◆ **SOURCE TEXT**:
--*--
Reciprocity I get but on stuff we need to import?/If that 1981 IBM PC went up in price by 2% per yr.../McCormick speaks
I understand dressing down some of our trading partners for egregious tariffs they place on US exports and the desire to threaten/implement reciprocal tariffs in order to encourage them to lower their tariffs. What I don't understand is putting a tariff on an imported item that we don't and will never produce enough of in the US. I say this because of the new copper tariff proposed which would follow steel and aluminum. According to Google Gemini, we import about 44% of our copper needs. I'll add that copper is just about the most industrial metal in the world in terms of its breadth of crucial uses, including in housing. According to the International Copper Association, "One ton of copper brings functionality to 40 cars, powers 100,000 mobile phones, enables operations in 400 computers and distributes electricity to 30 homes." Among many other things. Would it be nice to produce all of it here so as not to rely on anyone? Sure, but not remotely realistic.
Copper today is at a fresh record high in response
Conventional wisdom has it that just a little bit of inflation, about 2% give or take, is a good thing and god forbid prices actually go down, aka deflation. I've spent endless energy pushing back against the belief that all deflation is bad with the best example being technology products where a massive industry has been created and our lives have changed for the better because of ever lower prices with ever better advancements. That IBM PC desktop that cost $2,000 in 1981 would be about $4,800 today if the price went up 2% per year. Instead, you can pay less than $2,000 today for a computer that is as powerful as a mainframe computer was back then.
The Bank of Japan has spent decades trying to create inflation even though their populace has benefited from a stable cost of living over this time frame. So what happens when the BoJ is now successful in generating higher inflation? Yesterday Bloomberg News has a story that says "Japanese Prime Minister Shigeru Ishiba is planning measures to ease the impact of inflation on consumers...The government spokesman pointed to a range of existing policy efforts, including cash handouts to low income households and regional governments, and releasing emergency rice stockpiles to curb soaring rise prices."
--*--
◆ **EXTRACTED MATERIAL**:
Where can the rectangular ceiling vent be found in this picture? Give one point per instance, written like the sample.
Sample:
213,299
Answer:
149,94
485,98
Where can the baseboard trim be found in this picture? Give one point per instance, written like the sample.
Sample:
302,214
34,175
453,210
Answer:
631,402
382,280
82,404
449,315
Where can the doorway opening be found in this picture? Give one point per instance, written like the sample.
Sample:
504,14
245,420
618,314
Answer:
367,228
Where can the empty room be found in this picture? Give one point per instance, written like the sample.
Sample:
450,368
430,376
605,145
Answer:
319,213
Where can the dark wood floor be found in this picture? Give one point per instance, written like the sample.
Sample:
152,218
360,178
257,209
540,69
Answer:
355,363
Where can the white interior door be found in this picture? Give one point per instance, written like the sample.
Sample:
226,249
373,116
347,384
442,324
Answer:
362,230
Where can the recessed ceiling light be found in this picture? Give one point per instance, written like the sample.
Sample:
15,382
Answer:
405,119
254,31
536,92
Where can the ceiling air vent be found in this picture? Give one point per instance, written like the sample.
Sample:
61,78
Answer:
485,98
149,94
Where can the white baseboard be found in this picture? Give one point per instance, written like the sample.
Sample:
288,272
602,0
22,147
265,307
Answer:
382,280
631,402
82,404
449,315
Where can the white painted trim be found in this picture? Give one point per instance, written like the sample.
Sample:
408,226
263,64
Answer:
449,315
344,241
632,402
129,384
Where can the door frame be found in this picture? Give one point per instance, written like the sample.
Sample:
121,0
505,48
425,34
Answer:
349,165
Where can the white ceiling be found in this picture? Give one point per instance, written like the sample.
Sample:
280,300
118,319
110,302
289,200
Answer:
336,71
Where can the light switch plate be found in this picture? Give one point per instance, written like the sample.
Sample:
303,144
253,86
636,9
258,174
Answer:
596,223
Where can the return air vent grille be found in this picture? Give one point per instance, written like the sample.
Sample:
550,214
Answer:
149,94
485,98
--*--
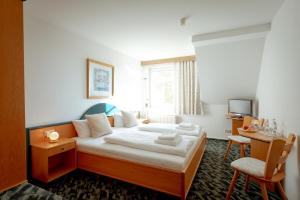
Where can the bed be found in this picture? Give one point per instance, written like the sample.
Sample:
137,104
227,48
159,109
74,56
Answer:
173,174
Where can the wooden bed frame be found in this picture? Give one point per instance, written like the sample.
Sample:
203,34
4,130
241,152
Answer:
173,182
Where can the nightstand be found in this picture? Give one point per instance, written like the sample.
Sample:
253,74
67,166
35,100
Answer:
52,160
--*--
◆ **EXERCISE INSTRUCTIONS**:
(1) Answer from the market commentary:
(a) According to Google Gemini, what share of its copper needs does the US import?
(b) What did the IBM PC desktop cost in 1981?
(c) Which Japanese prime minister is planning measures to ease the impact of inflation on consumers?
(2) The market commentary quotes the International Copper Association on what one ton of copper does. List every item in that quote, with its quantity.
(3) Transcribe the passage from the market commentary starting at "Copper today is" and ending at "was back then.".
The listing is separate material and has no connection to the market commentary.

◆ **ANSWER LIST**:
(1)
(a) About 44%
(b) $2,000
(c) Shigeru Ishiba

(2)
- 40 cars
- 100,000 mobile phones
- 400 computers
- 30 homes

(3)
Copper today is at a fresh record high in response
Conventional wisdom has it that just a little bit of inflation, about 2% give or take, is a good thing and god forbid prices actually go down, aka deflation. I've spent endless energy pushing back against the belief that all deflation is bad with the best example being technology products where a massive industry has been created and our lives have changed for the better because of ever lower prices with ever better advancements. That IBM PC desktop that cost $2,000 in 1981 would be about $4,800 today if the price went up 2% per year. Instead, you can pay less than $2,000 today for a computer that is as powerful as a mainframe computer was back then.